▸ How to complete this task: When "below" occurs in a line of the material, copy that line.

▸ Supplied data:
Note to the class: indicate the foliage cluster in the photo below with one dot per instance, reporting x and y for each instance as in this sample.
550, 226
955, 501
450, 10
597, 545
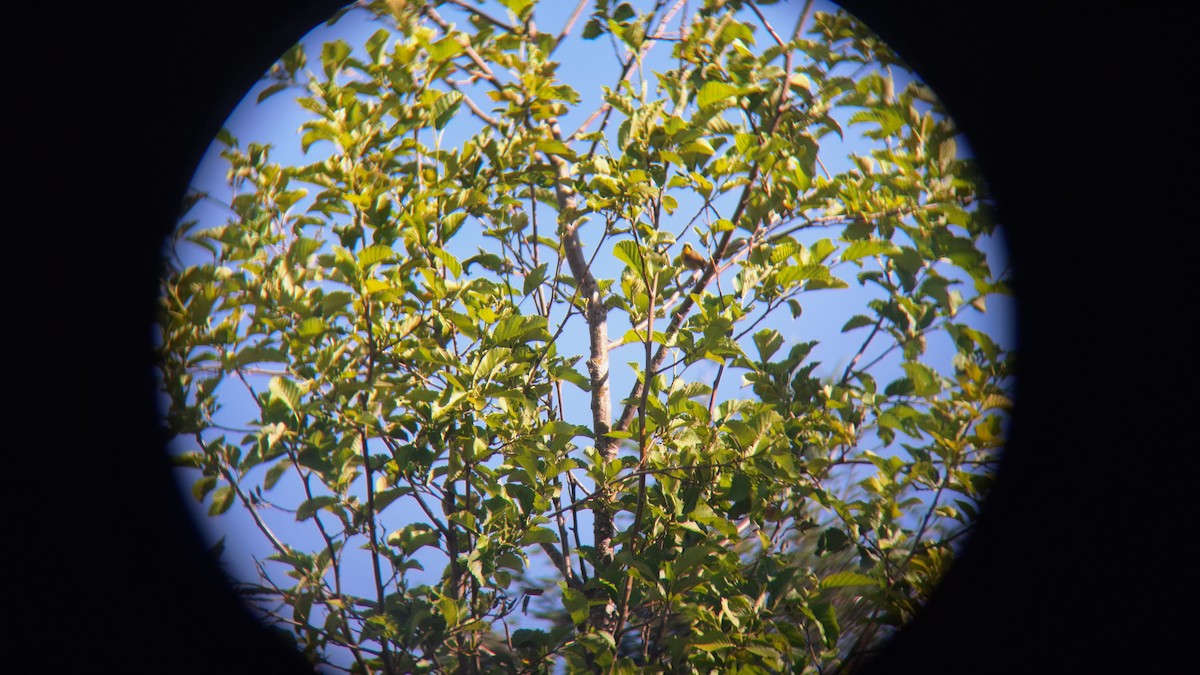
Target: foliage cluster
684, 530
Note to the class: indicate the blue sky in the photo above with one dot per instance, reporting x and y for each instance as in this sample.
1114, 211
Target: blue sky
586, 65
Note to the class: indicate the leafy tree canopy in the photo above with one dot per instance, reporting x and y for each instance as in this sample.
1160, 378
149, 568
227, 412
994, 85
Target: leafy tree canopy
522, 430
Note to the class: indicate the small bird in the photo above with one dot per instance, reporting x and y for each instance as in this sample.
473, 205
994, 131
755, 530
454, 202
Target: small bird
690, 258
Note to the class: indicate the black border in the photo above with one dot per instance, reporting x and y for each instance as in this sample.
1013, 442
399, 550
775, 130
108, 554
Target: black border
1042, 585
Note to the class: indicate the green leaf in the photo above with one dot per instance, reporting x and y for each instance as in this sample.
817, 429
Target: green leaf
445, 48
534, 279
857, 321
840, 579
768, 341
827, 619
311, 327
375, 254
863, 248
714, 93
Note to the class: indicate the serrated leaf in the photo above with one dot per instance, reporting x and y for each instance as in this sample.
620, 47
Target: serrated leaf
863, 248
311, 327
714, 93
857, 321
286, 390
375, 254
309, 507
839, 579
445, 48
768, 341
534, 279
827, 617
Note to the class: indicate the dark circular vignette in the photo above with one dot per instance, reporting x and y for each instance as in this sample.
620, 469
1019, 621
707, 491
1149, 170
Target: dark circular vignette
165, 77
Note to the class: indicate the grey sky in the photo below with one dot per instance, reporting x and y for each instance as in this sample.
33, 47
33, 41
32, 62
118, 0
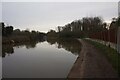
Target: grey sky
48, 15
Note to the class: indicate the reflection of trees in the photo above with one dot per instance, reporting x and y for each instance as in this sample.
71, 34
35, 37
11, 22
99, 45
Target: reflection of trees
71, 45
7, 49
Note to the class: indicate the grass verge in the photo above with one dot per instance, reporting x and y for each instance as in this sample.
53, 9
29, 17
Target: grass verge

▸ Reply:
Note to the class: indicate the foliage cluster in the photo below with one dot per instance, reporting x and y for each instance as in this sample.
Note to the class: indicate the grey sky in the photo below with one dot per instance, reporting x and y for each instance as in this sample.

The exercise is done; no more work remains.